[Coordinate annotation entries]

________

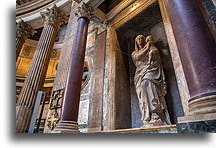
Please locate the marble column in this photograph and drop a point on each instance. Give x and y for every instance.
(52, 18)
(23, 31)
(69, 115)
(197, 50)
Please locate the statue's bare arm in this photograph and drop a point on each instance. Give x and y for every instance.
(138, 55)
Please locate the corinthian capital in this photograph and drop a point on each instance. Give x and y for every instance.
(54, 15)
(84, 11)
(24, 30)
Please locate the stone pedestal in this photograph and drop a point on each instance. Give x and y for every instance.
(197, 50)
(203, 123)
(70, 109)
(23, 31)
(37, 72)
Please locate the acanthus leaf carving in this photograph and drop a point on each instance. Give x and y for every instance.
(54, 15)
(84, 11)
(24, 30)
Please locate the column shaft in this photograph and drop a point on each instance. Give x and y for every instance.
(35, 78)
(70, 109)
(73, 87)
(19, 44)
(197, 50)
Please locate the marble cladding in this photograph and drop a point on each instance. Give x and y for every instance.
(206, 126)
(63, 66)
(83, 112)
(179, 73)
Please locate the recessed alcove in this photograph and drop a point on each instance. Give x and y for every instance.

________

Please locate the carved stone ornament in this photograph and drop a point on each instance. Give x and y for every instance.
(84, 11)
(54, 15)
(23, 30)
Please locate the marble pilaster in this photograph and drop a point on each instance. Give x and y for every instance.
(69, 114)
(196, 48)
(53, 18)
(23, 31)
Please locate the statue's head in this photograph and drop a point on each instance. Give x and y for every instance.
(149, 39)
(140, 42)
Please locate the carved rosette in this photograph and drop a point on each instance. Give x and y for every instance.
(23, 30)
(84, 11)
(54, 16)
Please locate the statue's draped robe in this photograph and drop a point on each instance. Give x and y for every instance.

________

- Goal of the exercise
Please copy only the data between the line holding "Please locate the marble cladding" and the line holding "Please locate the recessed", inclusive, and increase each coordinate by 116.

- Task answer
Please locate the marble cladding in this photograph and drop a point on each instance. Give x and y for every instance.
(322, 242)
(179, 182)
(199, 228)
(295, 189)
Please locate the recessed alcove in this photograph and drop a point on each instance. Give x and y for every instance.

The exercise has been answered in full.